Required work >>
Go through the data below and gather each line containing "curved".

Listed entries >>
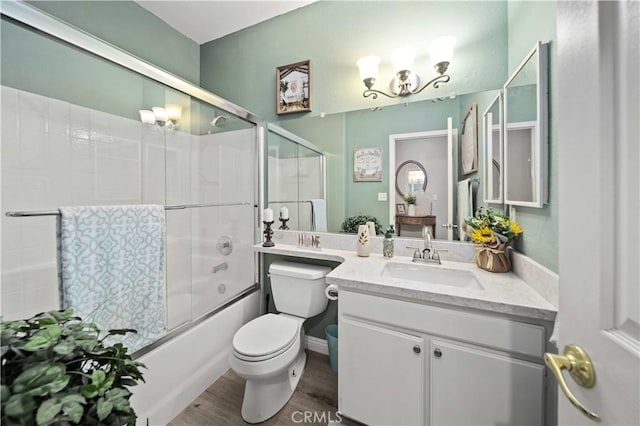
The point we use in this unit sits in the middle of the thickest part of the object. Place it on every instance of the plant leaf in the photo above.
(64, 347)
(106, 385)
(48, 410)
(90, 391)
(43, 338)
(38, 376)
(104, 409)
(117, 393)
(121, 331)
(97, 377)
(5, 392)
(73, 397)
(74, 410)
(19, 405)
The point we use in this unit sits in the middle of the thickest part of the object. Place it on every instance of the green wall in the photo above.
(334, 34)
(130, 27)
(529, 22)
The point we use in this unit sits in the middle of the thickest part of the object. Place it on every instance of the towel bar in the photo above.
(178, 207)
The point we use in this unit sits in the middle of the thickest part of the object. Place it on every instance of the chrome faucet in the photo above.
(428, 247)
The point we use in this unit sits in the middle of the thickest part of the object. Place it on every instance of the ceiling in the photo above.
(206, 20)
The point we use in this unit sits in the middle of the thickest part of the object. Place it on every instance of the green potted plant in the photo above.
(411, 199)
(352, 223)
(387, 242)
(58, 370)
(495, 232)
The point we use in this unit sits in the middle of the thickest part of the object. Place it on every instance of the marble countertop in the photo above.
(502, 292)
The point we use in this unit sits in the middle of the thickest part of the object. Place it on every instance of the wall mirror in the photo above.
(340, 133)
(525, 137)
(296, 184)
(469, 141)
(492, 131)
(411, 177)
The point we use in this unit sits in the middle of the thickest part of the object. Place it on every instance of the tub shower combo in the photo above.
(135, 136)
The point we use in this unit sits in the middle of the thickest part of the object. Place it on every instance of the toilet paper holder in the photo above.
(331, 292)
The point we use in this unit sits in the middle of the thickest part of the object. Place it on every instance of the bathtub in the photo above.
(185, 366)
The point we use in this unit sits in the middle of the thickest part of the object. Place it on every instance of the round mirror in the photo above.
(411, 176)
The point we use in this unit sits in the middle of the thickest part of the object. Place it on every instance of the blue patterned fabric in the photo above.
(112, 269)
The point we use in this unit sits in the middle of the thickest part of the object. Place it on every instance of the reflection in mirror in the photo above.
(295, 181)
(492, 125)
(525, 139)
(423, 153)
(411, 177)
(338, 135)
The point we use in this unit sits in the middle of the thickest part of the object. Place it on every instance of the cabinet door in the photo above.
(470, 386)
(381, 375)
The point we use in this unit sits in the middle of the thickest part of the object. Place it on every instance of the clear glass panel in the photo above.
(493, 151)
(310, 187)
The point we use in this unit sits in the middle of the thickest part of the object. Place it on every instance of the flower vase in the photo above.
(493, 259)
(387, 247)
(363, 246)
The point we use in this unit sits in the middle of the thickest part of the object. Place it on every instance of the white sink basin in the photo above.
(423, 274)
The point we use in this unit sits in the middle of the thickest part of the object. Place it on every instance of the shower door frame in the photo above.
(47, 24)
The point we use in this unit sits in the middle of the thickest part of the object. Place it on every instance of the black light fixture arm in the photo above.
(440, 79)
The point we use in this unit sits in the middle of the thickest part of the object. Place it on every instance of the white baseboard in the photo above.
(316, 344)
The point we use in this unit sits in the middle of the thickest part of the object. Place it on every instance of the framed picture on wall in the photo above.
(367, 165)
(469, 141)
(293, 88)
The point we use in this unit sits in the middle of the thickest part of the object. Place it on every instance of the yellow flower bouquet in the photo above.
(495, 232)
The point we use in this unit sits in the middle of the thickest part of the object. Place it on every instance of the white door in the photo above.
(598, 96)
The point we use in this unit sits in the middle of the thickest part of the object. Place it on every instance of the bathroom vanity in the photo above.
(461, 350)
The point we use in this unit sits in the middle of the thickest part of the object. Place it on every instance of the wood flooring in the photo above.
(316, 394)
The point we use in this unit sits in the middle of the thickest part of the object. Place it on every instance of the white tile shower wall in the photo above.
(55, 154)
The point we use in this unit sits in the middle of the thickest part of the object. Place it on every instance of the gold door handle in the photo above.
(576, 361)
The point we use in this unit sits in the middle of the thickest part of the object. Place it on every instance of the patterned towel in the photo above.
(112, 269)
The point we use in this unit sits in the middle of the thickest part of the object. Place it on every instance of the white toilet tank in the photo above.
(298, 288)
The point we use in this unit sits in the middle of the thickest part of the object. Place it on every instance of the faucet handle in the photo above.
(436, 254)
(416, 252)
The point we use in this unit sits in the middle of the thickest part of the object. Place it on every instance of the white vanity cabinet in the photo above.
(406, 363)
(381, 374)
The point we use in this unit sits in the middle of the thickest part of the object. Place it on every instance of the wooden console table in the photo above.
(416, 220)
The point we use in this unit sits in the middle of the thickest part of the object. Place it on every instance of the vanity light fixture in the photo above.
(406, 81)
(168, 116)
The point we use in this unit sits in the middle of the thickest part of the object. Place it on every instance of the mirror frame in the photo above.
(487, 132)
(540, 140)
(417, 163)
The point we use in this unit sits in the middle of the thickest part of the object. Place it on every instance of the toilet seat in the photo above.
(265, 337)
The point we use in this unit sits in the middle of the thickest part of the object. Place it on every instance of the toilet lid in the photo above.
(265, 335)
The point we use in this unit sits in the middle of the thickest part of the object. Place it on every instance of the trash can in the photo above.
(332, 341)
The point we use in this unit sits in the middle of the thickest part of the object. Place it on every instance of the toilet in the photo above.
(269, 351)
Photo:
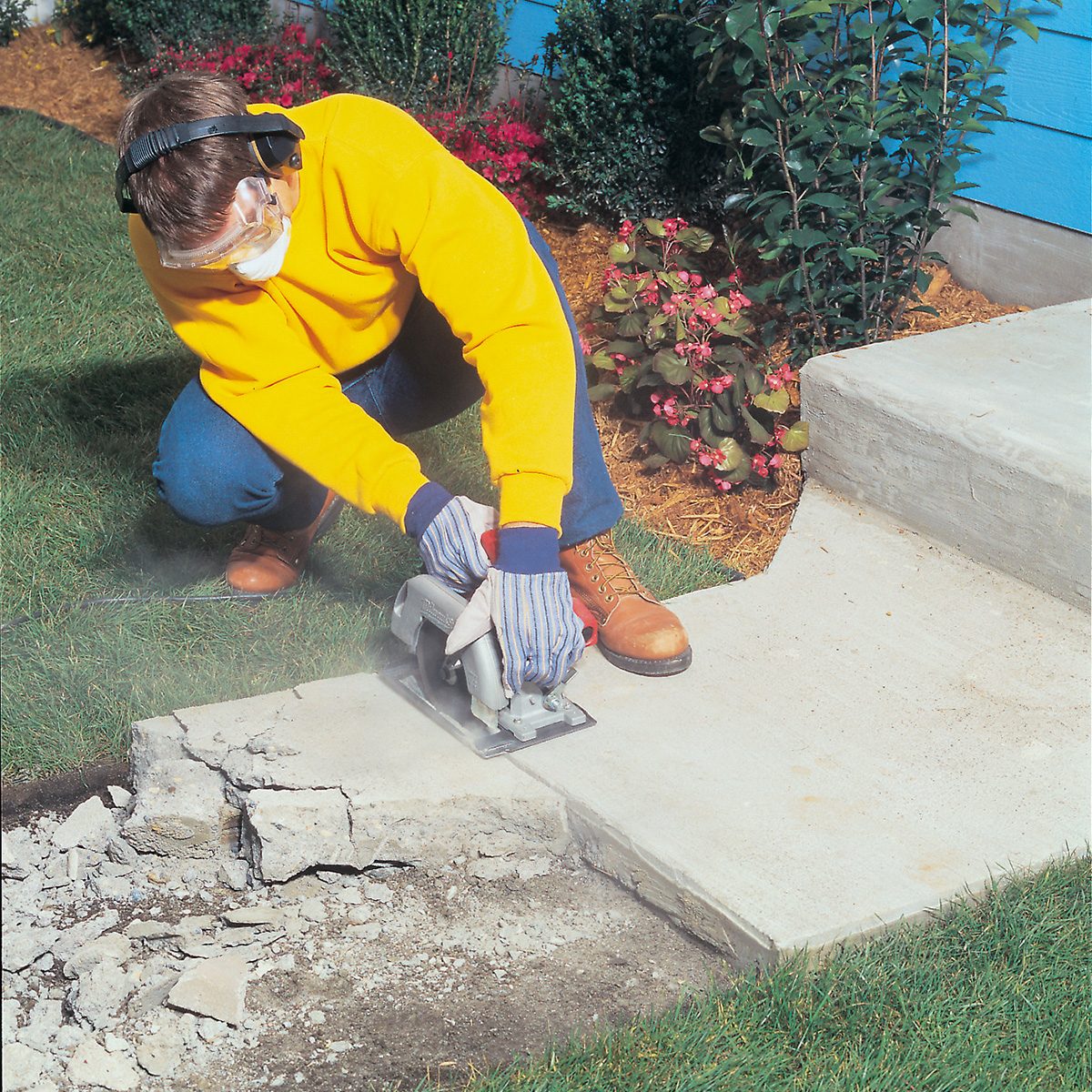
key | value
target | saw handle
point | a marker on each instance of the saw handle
(490, 544)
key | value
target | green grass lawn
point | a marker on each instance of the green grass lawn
(992, 997)
(88, 371)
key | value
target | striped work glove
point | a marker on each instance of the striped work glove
(449, 535)
(540, 634)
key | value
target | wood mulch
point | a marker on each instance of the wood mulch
(50, 74)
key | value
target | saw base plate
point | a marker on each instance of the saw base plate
(460, 722)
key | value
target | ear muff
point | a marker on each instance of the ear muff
(276, 151)
(274, 145)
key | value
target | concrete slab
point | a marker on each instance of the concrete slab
(872, 726)
(875, 725)
(337, 774)
(1014, 259)
(976, 436)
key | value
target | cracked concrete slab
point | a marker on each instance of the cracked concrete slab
(336, 774)
(873, 726)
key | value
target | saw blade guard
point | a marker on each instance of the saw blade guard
(426, 601)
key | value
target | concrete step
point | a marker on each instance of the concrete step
(976, 436)
(874, 725)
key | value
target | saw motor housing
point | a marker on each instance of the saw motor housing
(464, 692)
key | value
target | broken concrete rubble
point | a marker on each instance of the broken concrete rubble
(91, 827)
(288, 831)
(92, 1064)
(181, 812)
(216, 988)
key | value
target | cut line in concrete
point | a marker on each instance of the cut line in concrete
(873, 726)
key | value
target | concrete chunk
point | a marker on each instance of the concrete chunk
(22, 1067)
(23, 945)
(180, 812)
(92, 1064)
(216, 988)
(91, 825)
(288, 831)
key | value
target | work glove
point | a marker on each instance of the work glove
(532, 612)
(541, 638)
(449, 535)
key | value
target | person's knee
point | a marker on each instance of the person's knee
(199, 490)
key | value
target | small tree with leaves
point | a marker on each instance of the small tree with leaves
(846, 124)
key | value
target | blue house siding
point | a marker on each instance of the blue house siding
(532, 20)
(1040, 163)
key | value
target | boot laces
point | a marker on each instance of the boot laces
(617, 577)
(259, 540)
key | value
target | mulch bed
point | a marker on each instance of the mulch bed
(50, 74)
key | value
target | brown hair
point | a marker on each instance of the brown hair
(184, 195)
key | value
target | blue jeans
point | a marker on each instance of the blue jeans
(211, 470)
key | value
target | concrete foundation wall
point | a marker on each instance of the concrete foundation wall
(1014, 259)
(976, 437)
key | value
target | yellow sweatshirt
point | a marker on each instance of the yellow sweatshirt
(383, 207)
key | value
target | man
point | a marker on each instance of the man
(343, 281)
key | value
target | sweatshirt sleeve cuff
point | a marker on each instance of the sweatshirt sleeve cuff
(425, 505)
(528, 550)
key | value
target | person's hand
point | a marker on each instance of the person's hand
(451, 544)
(541, 638)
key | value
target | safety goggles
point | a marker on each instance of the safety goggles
(255, 222)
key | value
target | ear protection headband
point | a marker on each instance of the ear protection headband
(274, 145)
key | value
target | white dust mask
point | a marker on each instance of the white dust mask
(268, 263)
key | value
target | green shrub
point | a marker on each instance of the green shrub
(623, 120)
(153, 25)
(672, 347)
(850, 121)
(12, 19)
(420, 54)
(87, 20)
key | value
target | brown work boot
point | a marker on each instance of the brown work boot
(268, 561)
(637, 633)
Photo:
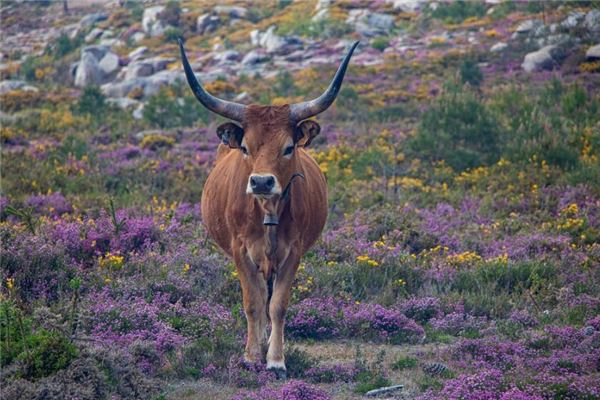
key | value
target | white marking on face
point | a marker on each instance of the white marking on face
(289, 145)
(276, 189)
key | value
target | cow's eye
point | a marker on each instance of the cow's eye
(288, 150)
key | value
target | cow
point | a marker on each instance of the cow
(265, 203)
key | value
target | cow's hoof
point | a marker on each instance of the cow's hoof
(280, 373)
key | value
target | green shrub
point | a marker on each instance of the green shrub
(405, 362)
(65, 45)
(46, 352)
(470, 72)
(92, 101)
(459, 129)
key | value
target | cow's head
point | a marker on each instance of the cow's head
(268, 135)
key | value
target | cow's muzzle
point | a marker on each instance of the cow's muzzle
(263, 185)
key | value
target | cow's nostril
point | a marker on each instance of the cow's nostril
(269, 182)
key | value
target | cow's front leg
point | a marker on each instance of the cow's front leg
(254, 292)
(282, 286)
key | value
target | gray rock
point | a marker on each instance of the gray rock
(255, 36)
(138, 113)
(226, 56)
(369, 23)
(572, 20)
(93, 35)
(321, 15)
(498, 47)
(405, 5)
(137, 53)
(150, 21)
(231, 11)
(10, 85)
(207, 23)
(137, 37)
(593, 53)
(545, 58)
(88, 71)
(124, 102)
(98, 51)
(121, 89)
(529, 25)
(274, 43)
(159, 63)
(138, 69)
(559, 39)
(254, 57)
(91, 19)
(109, 64)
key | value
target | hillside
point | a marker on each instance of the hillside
(461, 257)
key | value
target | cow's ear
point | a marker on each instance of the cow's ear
(230, 134)
(306, 131)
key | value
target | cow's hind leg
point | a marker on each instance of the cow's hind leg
(254, 292)
(278, 304)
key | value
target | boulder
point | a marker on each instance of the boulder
(370, 23)
(98, 51)
(109, 64)
(572, 20)
(207, 23)
(10, 85)
(593, 53)
(150, 22)
(91, 19)
(231, 11)
(527, 26)
(254, 57)
(498, 47)
(137, 37)
(322, 14)
(123, 102)
(93, 35)
(226, 56)
(405, 5)
(274, 43)
(139, 69)
(545, 58)
(88, 71)
(137, 53)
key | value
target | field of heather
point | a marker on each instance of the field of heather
(461, 255)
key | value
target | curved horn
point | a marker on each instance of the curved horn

Task output >>
target | curved horn
point | a marker on each instance of the curved horn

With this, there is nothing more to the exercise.